POTONGAN DOKUMEN
────────────────────────────────────────

Itulah sebabnya sebelum perang Badr berlangsung seorang sahabat bernama  Al-Habbab dengan segala hormat bertanya: “Apakah dalam memilih tempat berkemah atas dasar tuntunan wahyu”? Karena nabi menjawab “Atas dasar siasat perang saja”, maka Al-Habbab mengemukakan bahwa tempat berkemah tersebut tidak tepat karena akan sulit menambah air.  Rasulullahpun menuruti saran Al-Habbab. Bila keputusan datang dari Allah mereka melaksanakan tanpa ragu-ragu, tetapi bila Nabi menjawab ini bukan dari Allah, mereka memberikan usulan, seperti yang dilakukan oleh Al-Habbab itu.
Keputusan yang diambil atas dasar musyawarah, telah pula mempertimbangkan dengan melalui pemikiran mendalam dan merifer pula kepada apa yang pernah dilakukan para nabi terdahulu, masih saja dapat salah bila tanpa bimbingan Allah. Sebab opsi nabi-nabi terdahulu menghadapi kaumnya adalah situasional sesuai LOGIKA masing-masing nabi tersebut.  Karena akal manuia terbatas, kebenaran menurut manusia nisbi tidak mutlak.
Kini dengan sudah rampungnya Al-Qur’an turun ke bumi secara lengkap, sebagaimana di tegaskan Allah ketika penutup wahyu yang turun melalui Rasulullah di dalam surat Al-Maidah ayat 3, ketika di padang Arafah pada saat Rasulullah melaksanakan Hajji (disebut Hajji Wada’)
Pada hari ini telah Kusempurnakan untuk kamu agamamu, dan telah Ku-cukupkan kepadamu nikmat-Ku, dan telah Ku-ridhai Islam itu jadi agama bagimu.
Semua petunjuk mengenai perihal apa saja dalam hidup dan kehidupan ini dengan penegasan Allah tersebut ayat 3 surat Al-Maidah  di atas sudah diatur dalam Al-Qur’an, sejak manusia menikah, sampai mempunyai anak keturunan, sampai membagi harta warisan. Misalnya ketentuan tentang pembagian waris a.l. lelaki mendapatkan dua bagian perempuan. Mungkin ada logika yang kurang menerimanya menganggap kurang adil, namun itulah keadilan yang diatur menurut ketentuan Al-Qur’an.
Hikmah yang kita ambil dari peristiwa pengambilan keputusan mengenai tawanan perang Badr, adalah:
1.       Keputusan Rasulullah saja, walau sudah dengan melalui musyawarah difikirkan dengan matang, mengacu kepada referensi yang pernah dilakukan nabi-babi terdahulu saja bisa salah. Apalagi keputusan itu diambil oleh kita manusia biasa, bila tidak mengacu kepada petunjuk Allah.

────────────────────────────────────────

TUGAS WAJIB 1
Kumpulkan setiap baris catatan yang memuat kata "conifer", dengan membedakan huruf besar dan kecil.

(Catatan)
────────────────────────────────────────

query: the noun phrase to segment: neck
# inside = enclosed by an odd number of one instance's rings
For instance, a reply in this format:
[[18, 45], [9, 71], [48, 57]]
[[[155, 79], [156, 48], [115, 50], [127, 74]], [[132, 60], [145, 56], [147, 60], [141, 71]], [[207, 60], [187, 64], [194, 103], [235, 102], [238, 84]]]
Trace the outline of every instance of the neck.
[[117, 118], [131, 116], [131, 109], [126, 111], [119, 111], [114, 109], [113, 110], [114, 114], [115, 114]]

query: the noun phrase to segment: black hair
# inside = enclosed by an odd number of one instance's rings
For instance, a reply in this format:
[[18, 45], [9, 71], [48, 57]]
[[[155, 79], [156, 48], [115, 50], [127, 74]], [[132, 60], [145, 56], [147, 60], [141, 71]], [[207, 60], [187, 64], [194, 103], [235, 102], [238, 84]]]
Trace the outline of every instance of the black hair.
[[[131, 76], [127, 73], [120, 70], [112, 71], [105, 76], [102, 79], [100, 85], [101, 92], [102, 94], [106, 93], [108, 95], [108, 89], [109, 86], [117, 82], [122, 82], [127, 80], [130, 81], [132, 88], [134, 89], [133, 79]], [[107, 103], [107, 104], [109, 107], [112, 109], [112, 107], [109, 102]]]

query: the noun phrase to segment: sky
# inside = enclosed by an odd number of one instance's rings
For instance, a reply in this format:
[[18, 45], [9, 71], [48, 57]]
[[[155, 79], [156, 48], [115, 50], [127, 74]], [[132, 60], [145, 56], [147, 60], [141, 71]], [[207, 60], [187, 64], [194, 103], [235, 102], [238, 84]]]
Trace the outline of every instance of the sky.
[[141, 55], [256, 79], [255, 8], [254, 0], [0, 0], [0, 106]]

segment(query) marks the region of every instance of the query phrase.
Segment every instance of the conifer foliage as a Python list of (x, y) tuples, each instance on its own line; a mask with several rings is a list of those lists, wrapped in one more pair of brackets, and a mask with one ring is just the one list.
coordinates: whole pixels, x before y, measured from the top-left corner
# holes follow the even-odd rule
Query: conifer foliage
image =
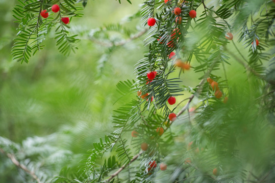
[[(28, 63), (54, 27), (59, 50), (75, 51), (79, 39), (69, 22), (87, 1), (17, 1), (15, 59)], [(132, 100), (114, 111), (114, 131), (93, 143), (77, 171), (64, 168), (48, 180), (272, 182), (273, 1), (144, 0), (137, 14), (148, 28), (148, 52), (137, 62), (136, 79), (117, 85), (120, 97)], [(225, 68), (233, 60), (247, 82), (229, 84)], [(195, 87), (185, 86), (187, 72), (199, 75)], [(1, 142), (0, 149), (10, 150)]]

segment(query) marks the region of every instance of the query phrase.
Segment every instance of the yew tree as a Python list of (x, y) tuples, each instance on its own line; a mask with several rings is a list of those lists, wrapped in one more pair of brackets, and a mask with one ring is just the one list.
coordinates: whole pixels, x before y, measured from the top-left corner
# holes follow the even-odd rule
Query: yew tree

────────────────────────────────────────

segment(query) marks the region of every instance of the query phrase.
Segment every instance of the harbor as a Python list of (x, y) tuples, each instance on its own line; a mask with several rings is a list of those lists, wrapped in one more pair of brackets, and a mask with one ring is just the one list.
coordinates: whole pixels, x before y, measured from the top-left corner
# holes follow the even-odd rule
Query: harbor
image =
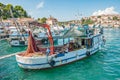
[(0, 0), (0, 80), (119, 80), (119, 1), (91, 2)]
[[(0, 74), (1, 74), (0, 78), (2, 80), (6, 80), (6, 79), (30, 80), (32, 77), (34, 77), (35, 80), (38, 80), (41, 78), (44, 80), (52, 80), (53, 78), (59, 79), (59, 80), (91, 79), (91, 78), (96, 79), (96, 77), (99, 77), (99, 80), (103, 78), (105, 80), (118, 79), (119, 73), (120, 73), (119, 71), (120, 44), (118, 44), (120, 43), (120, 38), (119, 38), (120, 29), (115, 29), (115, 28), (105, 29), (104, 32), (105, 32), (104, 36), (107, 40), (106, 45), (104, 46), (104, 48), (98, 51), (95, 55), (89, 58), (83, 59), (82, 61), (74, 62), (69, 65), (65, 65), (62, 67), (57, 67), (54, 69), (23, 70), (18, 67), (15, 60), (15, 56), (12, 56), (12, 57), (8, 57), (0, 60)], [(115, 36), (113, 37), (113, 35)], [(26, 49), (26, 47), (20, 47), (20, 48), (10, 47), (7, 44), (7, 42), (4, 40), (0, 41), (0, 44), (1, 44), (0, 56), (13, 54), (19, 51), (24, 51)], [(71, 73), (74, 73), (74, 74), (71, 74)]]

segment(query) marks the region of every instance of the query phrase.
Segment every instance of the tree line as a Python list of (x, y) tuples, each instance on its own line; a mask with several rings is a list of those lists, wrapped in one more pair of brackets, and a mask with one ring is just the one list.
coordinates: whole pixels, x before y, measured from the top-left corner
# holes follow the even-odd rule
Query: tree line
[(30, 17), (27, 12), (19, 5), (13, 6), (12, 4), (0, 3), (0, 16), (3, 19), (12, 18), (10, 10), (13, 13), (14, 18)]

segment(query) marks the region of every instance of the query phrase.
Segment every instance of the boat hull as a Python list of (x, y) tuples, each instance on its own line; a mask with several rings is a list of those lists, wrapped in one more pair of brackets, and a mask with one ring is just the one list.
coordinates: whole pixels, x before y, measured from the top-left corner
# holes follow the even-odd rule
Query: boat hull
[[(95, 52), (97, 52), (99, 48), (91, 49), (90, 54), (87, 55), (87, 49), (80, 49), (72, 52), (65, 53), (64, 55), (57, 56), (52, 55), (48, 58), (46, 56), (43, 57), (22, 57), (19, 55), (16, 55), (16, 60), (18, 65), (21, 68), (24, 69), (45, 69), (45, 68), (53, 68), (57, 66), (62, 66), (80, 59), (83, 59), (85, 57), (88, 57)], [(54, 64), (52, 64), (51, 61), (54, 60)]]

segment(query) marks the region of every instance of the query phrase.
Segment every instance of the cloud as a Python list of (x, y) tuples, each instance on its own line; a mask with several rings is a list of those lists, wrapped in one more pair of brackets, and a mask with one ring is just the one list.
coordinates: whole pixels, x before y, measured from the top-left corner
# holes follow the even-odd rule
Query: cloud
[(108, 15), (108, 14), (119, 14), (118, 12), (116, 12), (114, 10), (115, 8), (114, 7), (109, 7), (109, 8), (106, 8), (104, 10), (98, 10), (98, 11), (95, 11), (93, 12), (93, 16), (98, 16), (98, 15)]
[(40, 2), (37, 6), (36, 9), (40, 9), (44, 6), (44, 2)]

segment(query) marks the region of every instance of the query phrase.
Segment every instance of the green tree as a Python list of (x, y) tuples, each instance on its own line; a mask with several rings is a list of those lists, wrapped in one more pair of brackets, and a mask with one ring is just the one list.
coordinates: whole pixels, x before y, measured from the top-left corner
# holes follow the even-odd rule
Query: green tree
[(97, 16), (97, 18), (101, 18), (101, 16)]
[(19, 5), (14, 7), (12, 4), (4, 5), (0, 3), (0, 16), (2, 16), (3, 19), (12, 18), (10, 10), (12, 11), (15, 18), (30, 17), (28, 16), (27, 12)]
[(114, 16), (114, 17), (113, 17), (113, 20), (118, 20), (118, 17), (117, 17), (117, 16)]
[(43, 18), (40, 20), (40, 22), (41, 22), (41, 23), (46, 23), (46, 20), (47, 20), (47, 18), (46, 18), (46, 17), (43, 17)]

────────────────────────────────────────

TUGAS WAJIB 2
Lanjutkan teks tentang hikmah keputusan mengenai tawanan perang Badr dari kalimat terakhirnya.

HASIL LATIHAN 1
Segment every instance of the conifer foliage as a Python list of (x, y) tuples, each instance on its own line; a mask with several rings is a list of those lists, wrapped in one more pair of brackets, and a mask with one ring is just the one list.
Query: conifer foliage

HASIL LATIHAN 2
2.       Bahwa apabila keputusan sudah diambil, meskipun sedikit keliru harus dilaksanakan. Asalkan keputusan telah diambil dengan musyawarah dan sejauh mungkin sudah merifer kepada apa yang telah dilakukan nabi-nabi terdahulu.
3.       Terbukti bahwa keputusan yang salah itu yang telah diambil dengan musyawarah, dengan berupaya membertimbangkan dengan saksama dan sedapat mungkin merifer lkepada nabi nabi terdahulu, akhirnya dilegalisir oleh Allah dan berujung kepada kebaikan. Terbukti bahwa para itu tawanan  itu setelah dibebaskan satu persatu masuk Islam dan menjadi pahlawan-pahlawan penting dalam Perkembangan Islam selanjutnya.
Bangsa kita secara keseluruhan, sering orang perorang dihadapkan untuk mengambil keputusan misalnya dalam memilih Pengurus masjid, ketua RT, ketua RW dan pemilihan yang dilakukan orang perorangan untuk memilih seseorang sebagai pemimpin di daerah masing-masing bahkan pemimpin negara, sepanjang hal itu harus melalui pemilihan. Al-Qur’an telah memberikan petunjuk dengan jelas tentang hal itu.
Persoalannya, jika anda memilih dengan tidak sesuai petunjuk Allah, maka tanggung jawab andalah kepada Allah. Allah dan Rasulnya tidak dapat anda paido, bila sesudah itu terdapat akibatnya yang tidak mengenakkan baik di dunia lebih lagi di akhirat.  
Belakangan ini, ada Pendapat bahwa dalam memilih pemimpin “Asalkan dia benar, harus didukung tidak perlu dilihat apa agamanya, siapa bapaknya”.
Masalahnya apa itu “benar”?.
Setiap agama mungkin punya definisi kebenaran menurut persi agama masing-masing. Yang saya tau Islam memberikan batasan bahwa kebenaran hanya datang dari Allah, seperti yang termuat dalam ayat 147  surat Al-Baqarah dan surat  Ali Imran ayat 60.
147. Kebenaran itu adalah dari Tuhanmu, sebab itu jangan sekali-kali kamu termasuk orang-orang yang ragu.
60. (Apa yang telah Kami ceritakan itu), itulah yang benar, yang datang dari Tuhanmu, karena itu janganlah kamu termasuk orang-orang yang ragu-ragu.
Jadi tentulah siapapun dia tidak akan boleh menyalahkan kalau orang Islam mengacu kepada sumber agamanya kitab Al-Qur’an untuk mencari kebenaran bahwa kebenaran hanya datang dari Allah.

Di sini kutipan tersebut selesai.